## WHAT YOU WILL DO
Repeat the records below exactly, leaving out any pictures.

## Items listed in a dataset
● ● ● ●

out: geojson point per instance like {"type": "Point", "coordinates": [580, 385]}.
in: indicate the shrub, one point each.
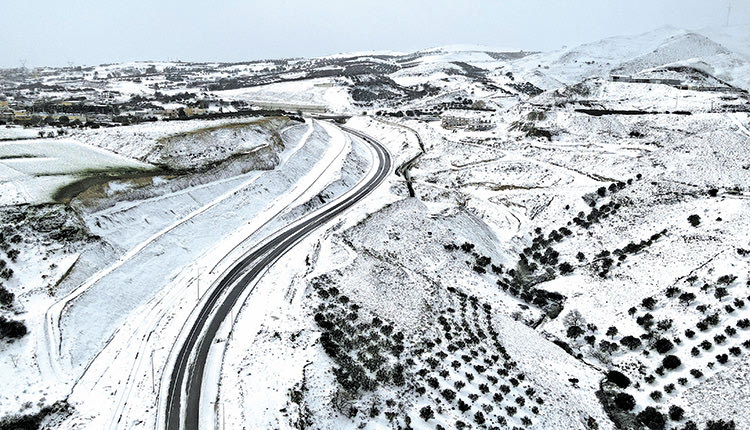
{"type": "Point", "coordinates": [631, 342]}
{"type": "Point", "coordinates": [448, 394]}
{"type": "Point", "coordinates": [463, 406]}
{"type": "Point", "coordinates": [10, 329]}
{"type": "Point", "coordinates": [6, 297]}
{"type": "Point", "coordinates": [676, 413]}
{"type": "Point", "coordinates": [648, 303]}
{"type": "Point", "coordinates": [618, 378]}
{"type": "Point", "coordinates": [694, 220]}
{"type": "Point", "coordinates": [612, 332]}
{"type": "Point", "coordinates": [426, 413]}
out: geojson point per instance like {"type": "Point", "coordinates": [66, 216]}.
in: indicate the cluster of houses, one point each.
{"type": "Point", "coordinates": [453, 121]}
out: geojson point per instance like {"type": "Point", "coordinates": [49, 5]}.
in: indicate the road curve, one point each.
{"type": "Point", "coordinates": [187, 374]}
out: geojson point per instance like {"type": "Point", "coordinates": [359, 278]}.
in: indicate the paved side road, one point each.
{"type": "Point", "coordinates": [186, 380]}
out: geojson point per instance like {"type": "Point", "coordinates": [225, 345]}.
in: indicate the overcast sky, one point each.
{"type": "Point", "coordinates": [89, 32]}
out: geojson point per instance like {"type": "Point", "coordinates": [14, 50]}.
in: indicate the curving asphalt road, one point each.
{"type": "Point", "coordinates": [187, 374]}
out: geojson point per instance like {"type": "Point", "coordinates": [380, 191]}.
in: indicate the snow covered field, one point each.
{"type": "Point", "coordinates": [575, 257]}
{"type": "Point", "coordinates": [31, 171]}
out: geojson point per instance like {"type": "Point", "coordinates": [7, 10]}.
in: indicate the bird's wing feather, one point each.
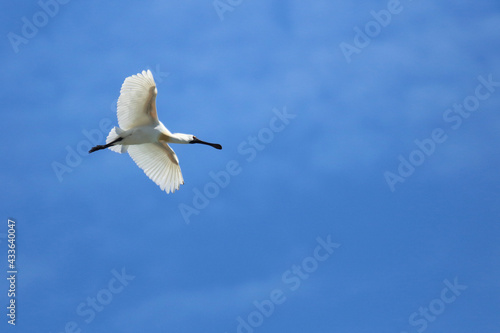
{"type": "Point", "coordinates": [137, 101]}
{"type": "Point", "coordinates": [159, 163]}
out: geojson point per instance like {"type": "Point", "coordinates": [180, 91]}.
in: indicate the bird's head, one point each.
{"type": "Point", "coordinates": [196, 140]}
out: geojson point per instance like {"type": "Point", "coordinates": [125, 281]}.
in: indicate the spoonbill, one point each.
{"type": "Point", "coordinates": [143, 136]}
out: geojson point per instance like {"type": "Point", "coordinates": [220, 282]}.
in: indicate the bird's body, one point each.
{"type": "Point", "coordinates": [143, 136]}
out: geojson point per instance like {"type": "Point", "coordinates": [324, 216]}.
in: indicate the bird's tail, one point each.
{"type": "Point", "coordinates": [113, 135]}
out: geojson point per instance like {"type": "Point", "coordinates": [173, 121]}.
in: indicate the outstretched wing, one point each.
{"type": "Point", "coordinates": [137, 101]}
{"type": "Point", "coordinates": [159, 163]}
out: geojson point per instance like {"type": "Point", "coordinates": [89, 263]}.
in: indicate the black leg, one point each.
{"type": "Point", "coordinates": [99, 147]}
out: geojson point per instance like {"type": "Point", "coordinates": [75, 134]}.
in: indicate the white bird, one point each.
{"type": "Point", "coordinates": [143, 136]}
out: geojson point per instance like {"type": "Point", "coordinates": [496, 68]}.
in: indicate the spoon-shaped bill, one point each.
{"type": "Point", "coordinates": [215, 145]}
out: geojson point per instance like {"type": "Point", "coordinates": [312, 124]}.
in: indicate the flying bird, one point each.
{"type": "Point", "coordinates": [143, 136]}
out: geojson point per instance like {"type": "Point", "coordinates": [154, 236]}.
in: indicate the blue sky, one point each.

● ● ● ●

## TASK RESPONSE
out: geojson point per instance like {"type": "Point", "coordinates": [580, 385]}.
in: indicate the shrub, one point each.
{"type": "Point", "coordinates": [631, 342]}
{"type": "Point", "coordinates": [448, 394]}
{"type": "Point", "coordinates": [463, 406]}
{"type": "Point", "coordinates": [10, 329]}
{"type": "Point", "coordinates": [6, 297]}
{"type": "Point", "coordinates": [676, 413]}
{"type": "Point", "coordinates": [648, 303]}
{"type": "Point", "coordinates": [618, 378]}
{"type": "Point", "coordinates": [694, 220]}
{"type": "Point", "coordinates": [612, 332]}
{"type": "Point", "coordinates": [426, 413]}
out: geojson point per instance like {"type": "Point", "coordinates": [66, 216]}.
in: indicate the cluster of houses, one point each.
{"type": "Point", "coordinates": [453, 121]}
out: geojson point per instance like {"type": "Point", "coordinates": [49, 5]}.
in: indicate the road curve, one point each.
{"type": "Point", "coordinates": [187, 374]}
out: geojson point per instance like {"type": "Point", "coordinates": [359, 278]}.
in: indicate the paved side road, one point each.
{"type": "Point", "coordinates": [186, 380]}
out: geojson point per instance like {"type": "Point", "coordinates": [225, 345]}.
in: indicate the overcast sky, one point each.
{"type": "Point", "coordinates": [89, 32]}
out: geojson point per instance like {"type": "Point", "coordinates": [14, 50]}.
in: indicate the curving asphalt road, one point each.
{"type": "Point", "coordinates": [187, 374]}
out: geojson point per instance like {"type": "Point", "coordinates": [380, 191]}.
in: indicate the snow covered field, one point each.
{"type": "Point", "coordinates": [575, 257]}
{"type": "Point", "coordinates": [31, 171]}
out: geojson point per instance like {"type": "Point", "coordinates": [7, 10]}.
in: indicate the bird's wing feather, one point each.
{"type": "Point", "coordinates": [137, 101]}
{"type": "Point", "coordinates": [159, 163]}
out: geojson point per instance like {"type": "Point", "coordinates": [180, 91]}.
in: indicate the bird's head, one point each.
{"type": "Point", "coordinates": [196, 140]}
out: geojson point per instance like {"type": "Point", "coordinates": [125, 281]}.
in: indicate the spoonbill, one point each.
{"type": "Point", "coordinates": [143, 136]}
out: geojson point per instance like {"type": "Point", "coordinates": [220, 282]}.
in: indicate the bird's body, one point each.
{"type": "Point", "coordinates": [143, 136]}
out: geojson point per instance like {"type": "Point", "coordinates": [324, 216]}.
in: indicate the bird's tail, one point each.
{"type": "Point", "coordinates": [113, 135]}
out: geojson point per instance like {"type": "Point", "coordinates": [173, 121]}.
in: indicate the outstretched wing, one point each.
{"type": "Point", "coordinates": [137, 101]}
{"type": "Point", "coordinates": [159, 163]}
out: geojson point per instance like {"type": "Point", "coordinates": [89, 263]}.
in: indicate the black leg, one point each.
{"type": "Point", "coordinates": [99, 147]}
out: geojson point per instance like {"type": "Point", "coordinates": [75, 134]}.
in: indicate the white bird, one point each.
{"type": "Point", "coordinates": [143, 136]}
out: geojson point per instance like {"type": "Point", "coordinates": [496, 68]}.
in: indicate the spoon-shaped bill, one point each.
{"type": "Point", "coordinates": [215, 145]}
out: geojson point per instance like {"type": "Point", "coordinates": [312, 124]}.
in: indicate the flying bird, one point each.
{"type": "Point", "coordinates": [143, 136]}
out: geojson point per instance like {"type": "Point", "coordinates": [154, 236]}.
in: indicate the blue sky, one point each.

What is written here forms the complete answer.